• _EXERCISE DETAILS_
Locate every line in the records that contains the word "piling" and copy each one. Case counts.

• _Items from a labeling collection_

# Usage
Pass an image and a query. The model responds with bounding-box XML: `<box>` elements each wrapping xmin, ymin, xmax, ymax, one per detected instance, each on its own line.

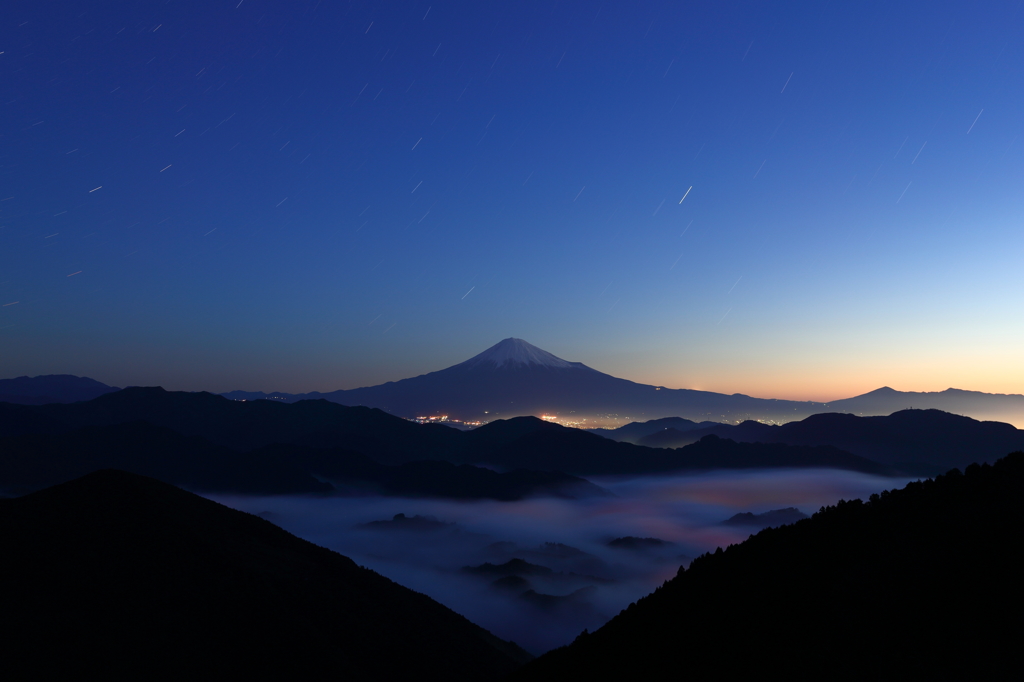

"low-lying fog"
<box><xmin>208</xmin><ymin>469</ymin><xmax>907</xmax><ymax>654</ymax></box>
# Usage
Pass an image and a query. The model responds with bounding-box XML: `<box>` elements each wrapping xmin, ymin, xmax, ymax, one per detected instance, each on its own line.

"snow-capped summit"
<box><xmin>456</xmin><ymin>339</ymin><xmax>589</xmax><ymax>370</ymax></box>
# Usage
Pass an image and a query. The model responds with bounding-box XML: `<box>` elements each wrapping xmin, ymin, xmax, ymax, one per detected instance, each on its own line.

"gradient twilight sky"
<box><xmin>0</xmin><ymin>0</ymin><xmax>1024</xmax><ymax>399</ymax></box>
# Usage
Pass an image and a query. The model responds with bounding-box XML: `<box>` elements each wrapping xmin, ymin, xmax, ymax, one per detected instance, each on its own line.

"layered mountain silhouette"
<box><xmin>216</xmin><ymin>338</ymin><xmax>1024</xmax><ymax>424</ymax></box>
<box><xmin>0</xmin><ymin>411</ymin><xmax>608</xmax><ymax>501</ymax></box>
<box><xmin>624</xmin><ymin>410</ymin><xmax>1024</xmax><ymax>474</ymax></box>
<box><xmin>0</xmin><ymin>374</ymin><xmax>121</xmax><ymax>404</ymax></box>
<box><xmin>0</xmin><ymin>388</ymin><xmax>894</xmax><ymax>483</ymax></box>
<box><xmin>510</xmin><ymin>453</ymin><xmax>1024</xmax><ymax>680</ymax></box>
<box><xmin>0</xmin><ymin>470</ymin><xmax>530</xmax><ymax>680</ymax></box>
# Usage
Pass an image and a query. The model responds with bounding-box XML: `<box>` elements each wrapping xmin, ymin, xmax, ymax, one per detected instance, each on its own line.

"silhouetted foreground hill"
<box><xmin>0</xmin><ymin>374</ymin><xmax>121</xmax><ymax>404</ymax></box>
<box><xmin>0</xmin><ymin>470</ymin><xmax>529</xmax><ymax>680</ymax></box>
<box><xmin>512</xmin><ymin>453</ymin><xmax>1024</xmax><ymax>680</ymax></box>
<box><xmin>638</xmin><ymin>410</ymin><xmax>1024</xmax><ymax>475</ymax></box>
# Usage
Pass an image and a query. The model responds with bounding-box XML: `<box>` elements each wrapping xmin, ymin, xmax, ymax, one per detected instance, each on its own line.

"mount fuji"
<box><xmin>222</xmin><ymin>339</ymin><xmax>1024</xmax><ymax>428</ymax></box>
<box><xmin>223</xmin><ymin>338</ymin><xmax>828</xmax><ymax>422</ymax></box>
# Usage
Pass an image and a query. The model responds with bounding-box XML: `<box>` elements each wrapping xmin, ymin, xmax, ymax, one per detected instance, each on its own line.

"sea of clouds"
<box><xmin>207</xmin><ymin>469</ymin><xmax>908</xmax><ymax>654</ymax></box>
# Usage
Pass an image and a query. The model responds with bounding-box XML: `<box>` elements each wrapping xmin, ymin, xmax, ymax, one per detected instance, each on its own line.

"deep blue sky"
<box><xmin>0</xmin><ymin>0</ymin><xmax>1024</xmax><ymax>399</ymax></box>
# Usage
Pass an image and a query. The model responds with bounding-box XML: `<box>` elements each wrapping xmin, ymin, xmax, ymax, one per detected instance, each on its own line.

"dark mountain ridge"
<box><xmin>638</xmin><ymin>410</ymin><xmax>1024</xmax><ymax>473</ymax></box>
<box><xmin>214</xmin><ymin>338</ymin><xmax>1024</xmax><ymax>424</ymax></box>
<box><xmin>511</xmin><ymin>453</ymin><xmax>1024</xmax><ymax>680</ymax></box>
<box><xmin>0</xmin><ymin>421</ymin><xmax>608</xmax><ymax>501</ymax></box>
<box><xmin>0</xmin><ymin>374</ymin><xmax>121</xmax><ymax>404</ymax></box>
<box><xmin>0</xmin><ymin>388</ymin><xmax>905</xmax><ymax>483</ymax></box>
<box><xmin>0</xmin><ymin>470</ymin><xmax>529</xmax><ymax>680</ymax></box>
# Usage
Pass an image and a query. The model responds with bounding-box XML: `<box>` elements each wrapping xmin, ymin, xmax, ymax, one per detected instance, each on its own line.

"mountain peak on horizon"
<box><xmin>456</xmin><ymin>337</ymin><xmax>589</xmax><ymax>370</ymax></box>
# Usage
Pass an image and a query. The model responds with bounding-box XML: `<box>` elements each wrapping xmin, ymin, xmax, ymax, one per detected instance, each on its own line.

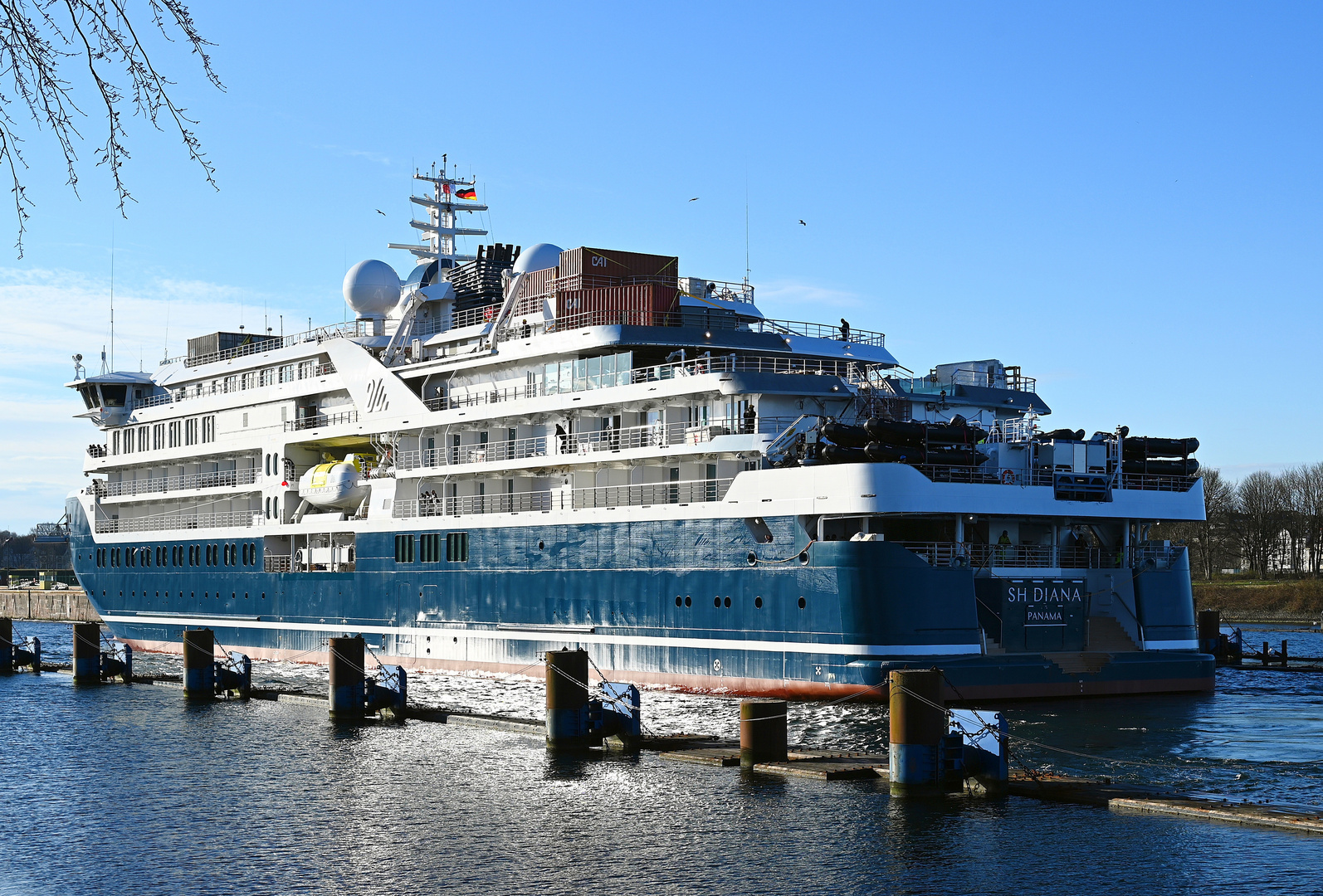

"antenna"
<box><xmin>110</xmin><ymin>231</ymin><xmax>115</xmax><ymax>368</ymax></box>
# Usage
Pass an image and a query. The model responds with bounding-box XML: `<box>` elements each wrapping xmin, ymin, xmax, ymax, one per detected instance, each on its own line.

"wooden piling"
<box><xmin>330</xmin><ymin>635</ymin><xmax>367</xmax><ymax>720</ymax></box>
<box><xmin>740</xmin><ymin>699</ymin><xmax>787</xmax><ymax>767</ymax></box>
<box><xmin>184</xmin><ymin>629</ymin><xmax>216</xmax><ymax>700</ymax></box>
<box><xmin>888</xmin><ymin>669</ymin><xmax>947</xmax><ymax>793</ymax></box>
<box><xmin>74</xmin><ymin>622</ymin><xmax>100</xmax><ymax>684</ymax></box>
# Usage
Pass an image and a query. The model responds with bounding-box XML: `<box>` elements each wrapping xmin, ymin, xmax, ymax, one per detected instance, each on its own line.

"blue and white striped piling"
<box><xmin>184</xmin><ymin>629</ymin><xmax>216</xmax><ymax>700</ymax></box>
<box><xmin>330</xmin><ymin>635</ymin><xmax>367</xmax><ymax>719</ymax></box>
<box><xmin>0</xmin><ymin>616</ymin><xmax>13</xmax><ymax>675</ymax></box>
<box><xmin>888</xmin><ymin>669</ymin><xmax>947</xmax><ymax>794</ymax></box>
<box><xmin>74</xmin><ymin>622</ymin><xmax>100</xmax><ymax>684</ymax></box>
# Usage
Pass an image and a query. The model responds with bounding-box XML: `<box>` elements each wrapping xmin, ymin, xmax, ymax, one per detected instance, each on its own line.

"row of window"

• _EXPECTED ANSWER_
"wooden piling"
"blue and white striped piling"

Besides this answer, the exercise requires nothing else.